━━━━━ INPUT MATERIAL

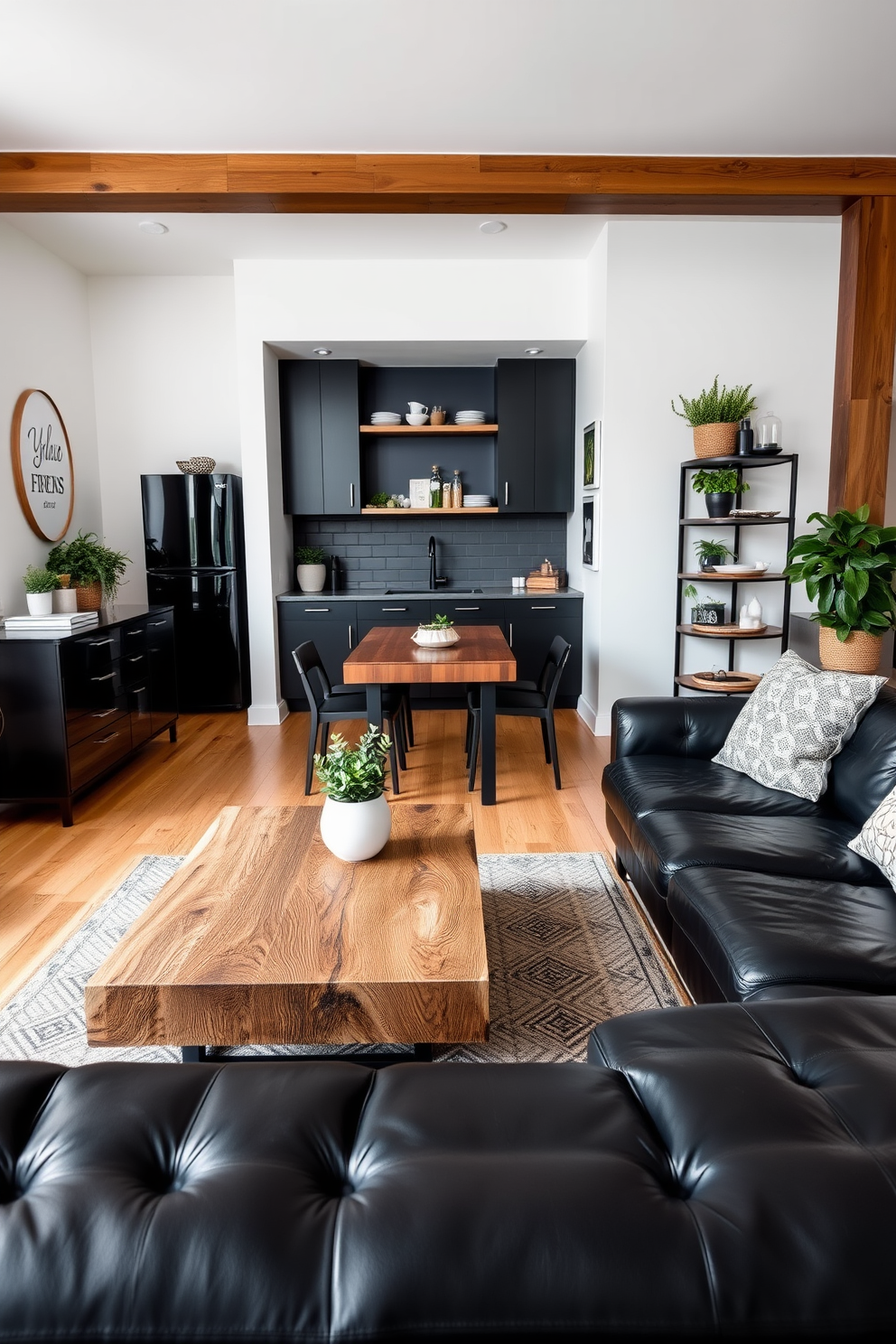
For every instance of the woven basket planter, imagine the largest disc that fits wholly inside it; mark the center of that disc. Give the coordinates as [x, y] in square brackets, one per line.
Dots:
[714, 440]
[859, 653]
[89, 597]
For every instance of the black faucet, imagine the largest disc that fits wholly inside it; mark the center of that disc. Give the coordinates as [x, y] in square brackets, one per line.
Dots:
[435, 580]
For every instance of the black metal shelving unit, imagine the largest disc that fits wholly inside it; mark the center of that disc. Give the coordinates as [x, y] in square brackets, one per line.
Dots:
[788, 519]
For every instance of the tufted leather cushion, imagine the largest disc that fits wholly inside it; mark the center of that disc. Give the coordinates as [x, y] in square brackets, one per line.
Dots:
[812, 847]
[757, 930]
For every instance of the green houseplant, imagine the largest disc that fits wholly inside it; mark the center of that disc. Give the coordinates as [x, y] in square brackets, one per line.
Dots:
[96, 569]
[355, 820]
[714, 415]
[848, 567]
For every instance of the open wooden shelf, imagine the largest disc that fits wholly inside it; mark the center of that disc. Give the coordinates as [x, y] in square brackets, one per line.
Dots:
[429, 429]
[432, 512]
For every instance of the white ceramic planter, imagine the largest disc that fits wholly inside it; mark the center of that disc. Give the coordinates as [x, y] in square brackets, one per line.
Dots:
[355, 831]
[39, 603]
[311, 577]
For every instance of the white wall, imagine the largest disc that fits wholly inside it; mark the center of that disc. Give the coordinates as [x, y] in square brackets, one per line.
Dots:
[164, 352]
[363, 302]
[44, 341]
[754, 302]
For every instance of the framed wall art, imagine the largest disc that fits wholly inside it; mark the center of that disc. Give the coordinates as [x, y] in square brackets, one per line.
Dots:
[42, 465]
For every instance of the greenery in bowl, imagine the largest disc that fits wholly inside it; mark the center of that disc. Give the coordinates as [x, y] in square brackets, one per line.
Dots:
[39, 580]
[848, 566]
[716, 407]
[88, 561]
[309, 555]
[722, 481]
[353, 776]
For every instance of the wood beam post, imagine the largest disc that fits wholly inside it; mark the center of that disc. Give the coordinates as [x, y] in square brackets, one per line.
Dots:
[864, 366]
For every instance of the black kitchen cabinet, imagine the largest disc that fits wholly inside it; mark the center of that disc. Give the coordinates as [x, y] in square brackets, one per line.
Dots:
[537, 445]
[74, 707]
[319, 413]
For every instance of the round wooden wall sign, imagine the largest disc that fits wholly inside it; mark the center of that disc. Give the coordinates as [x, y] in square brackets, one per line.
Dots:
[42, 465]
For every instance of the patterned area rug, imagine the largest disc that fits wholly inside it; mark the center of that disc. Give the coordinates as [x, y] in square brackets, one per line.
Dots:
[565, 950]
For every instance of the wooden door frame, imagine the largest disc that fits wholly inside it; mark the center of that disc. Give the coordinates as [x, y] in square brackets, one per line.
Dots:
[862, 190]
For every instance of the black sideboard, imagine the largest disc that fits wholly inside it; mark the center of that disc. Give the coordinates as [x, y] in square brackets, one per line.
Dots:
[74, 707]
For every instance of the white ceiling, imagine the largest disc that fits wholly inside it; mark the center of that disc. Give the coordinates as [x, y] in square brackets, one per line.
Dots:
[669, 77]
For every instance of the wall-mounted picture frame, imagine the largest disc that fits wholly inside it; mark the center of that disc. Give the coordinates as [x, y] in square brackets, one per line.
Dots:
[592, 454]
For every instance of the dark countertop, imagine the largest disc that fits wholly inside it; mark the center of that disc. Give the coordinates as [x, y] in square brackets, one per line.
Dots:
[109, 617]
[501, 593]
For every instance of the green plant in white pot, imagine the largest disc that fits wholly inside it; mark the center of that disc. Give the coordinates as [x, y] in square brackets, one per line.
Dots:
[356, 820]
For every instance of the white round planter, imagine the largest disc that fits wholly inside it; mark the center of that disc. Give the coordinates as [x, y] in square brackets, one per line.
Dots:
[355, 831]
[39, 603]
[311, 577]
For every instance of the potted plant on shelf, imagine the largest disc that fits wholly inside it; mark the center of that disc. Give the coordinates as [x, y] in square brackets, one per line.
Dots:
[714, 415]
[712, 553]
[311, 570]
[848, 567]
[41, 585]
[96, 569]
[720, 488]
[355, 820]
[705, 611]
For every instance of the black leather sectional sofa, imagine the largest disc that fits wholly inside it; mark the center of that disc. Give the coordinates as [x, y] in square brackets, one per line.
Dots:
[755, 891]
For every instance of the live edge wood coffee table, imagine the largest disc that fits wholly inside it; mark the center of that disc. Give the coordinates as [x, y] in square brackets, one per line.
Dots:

━━━━━━━━━━

— WORK TO DO —
Can the entries above be repeated exactly, without their pictures?

— ANSWER TO THE PROBLEM —
For every instance of the woven basket planter, imagine the largest disc that fits wholly inside it; mark the center of that disc. Give the coordinates as [x, y] in square brackets, one per line.
Dots:
[714, 440]
[859, 653]
[89, 597]
For every instance of the black faucet, imagine the largest disc that fits wholly inside it; mark the center of that disc. Give the coordinates as [x, y] in square brackets, one per line.
Dots:
[435, 580]
For every instance of the black metal shelving unit, imagine the largest disc that fits wholly inside it; mark the center of that disc. Give the coordinates as [x, y] in square brackets, one per line.
Dots:
[788, 519]
For every instance of the tufted leather cushion, imagine the largest disc that fits wholly inside it; mark the center of that disc. Give the coordinates as [x, y] in square brackets, one per line.
Dots:
[812, 847]
[757, 930]
For every instance of the green houseplant, imagine the largest disc that fits wholly inside it; mark the center of that disc. Give the coordinates as [x, y] in square brackets, one per line.
Dots:
[96, 569]
[355, 820]
[714, 415]
[848, 567]
For every instance of the open wooden shelf, imagine the largest disc that fits wholly inside it; mark the center of that disc. Give the coordinates as [x, y] in square brackets, one per line.
Dots:
[429, 429]
[432, 512]
For every instance of the white ceramic planter, imagine the largest disc that fits wholly inside it; mark the center of that disc. Give the coordinates as [x, y] in square brackets, one per line.
Dots:
[355, 831]
[39, 603]
[311, 577]
For every instance of the white wall, imagine the largest disc that fits wholly inside it; mark the center of that disc. Give the coordinates as [x, y] in square brackets, one per line.
Dots:
[164, 352]
[363, 302]
[44, 341]
[754, 302]
For every instance of the framed wall art, imagine the largest disc that fits wholly inside it; mark the center of that disc. Give the coordinates as [x, y] in square brackets, one per line.
Dots:
[42, 465]
For every instance of the greenery in bowl, imagine the largest disc that fits wholly inside it; mark the center of that disc. Give the coordinates as [x, y] in square brackets, one per line.
Dots:
[39, 580]
[848, 566]
[716, 407]
[88, 561]
[309, 555]
[722, 481]
[353, 776]
For every instance of the wood beam post, imagine the largest disc that fits wholly inside it; mark the center of that disc. Give the coordinates as [x, y] in square brackets, one per line.
Dots:
[864, 366]
For every instance of the black kitchen cabinet, imagine the largest disc that fits wholly inside it; mark the center of that disc. Give the coordinates as [x, y] in square brackets, one per line.
Dots:
[537, 445]
[74, 707]
[319, 413]
For every instance of the round wooden wall sign, imagine the largest disc that fits wholly inside it; mark the center of that disc. Give the coordinates as [x, y] in square brackets, one per line.
Dots:
[42, 465]
For every instance of the patterned area rug, imagine the largest disc that fits wholly inside it; mark the center of that disc. Give the coordinates as [x, y] in square brackets, one per line.
Dots:
[565, 950]
For every instance of the wooden door frame, imagine the largest disc that fits wholly inside it; mark the center of that disc. Give the coordinates as [x, y] in square brackets, one per line.
Dots:
[862, 190]
For every instance of the black sideboard, imagine the largest disc that fits wholly inside it; mark the center of that disc. Give the coordinates as [x, y] in square brackets, one per line.
Dots:
[74, 707]
For every instance of the white ceiling, imagine the largest disc that fits wholly inside it; mark the center of that disc. Give the coordinates as [x, y] in square brackets, one per line.
Dots:
[669, 77]
For every instance of the wall-mounted picture frame, imagine the largest disc that fits wholly inside it; mark the center of that disc. Give the coordinates as [x, y] in square brackets, one per line.
Dots:
[592, 454]
For every instance of the dark countertop, imagine the largest disc that fits wholly inside it; mark the center of that disc. Give the coordinates as [x, y] in square brackets, one per line.
Dots:
[109, 617]
[501, 593]
For every instance of the green plant in white pot, imagine the largest disc that fits wholly inside it; mark the center of that disc. Give the coordinates as [x, y] in square brackets, one per line.
Dots:
[356, 820]
For every instance of the white round planter, imagine the largest disc that fits wholly inside it; mark the center of that disc. Give the coordinates as [x, y] in square brackets, one per line.
Dots:
[355, 831]
[39, 603]
[311, 577]
For every instance of the potted plant on shelf, imagine the largest disc that fits wholly inside it; mark the center of that disc. Give the coordinates as [x, y] in square brackets, one per line.
Dots:
[714, 415]
[712, 553]
[311, 570]
[848, 567]
[41, 585]
[96, 569]
[720, 488]
[355, 820]
[705, 611]
For every instance of the black leather sectional sofa, imagine the largest disc that fits wholly inside it; mark the center of that disc. Give the coordinates as [x, y] in square brackets, one per line.
Dots:
[755, 891]
For every instance of the live edge wood coffee table, imagine the largest disc that fits wholly inside it; mark the center of that disc. Give the coordinates as [x, y] in square brackets, one per line.
Dots:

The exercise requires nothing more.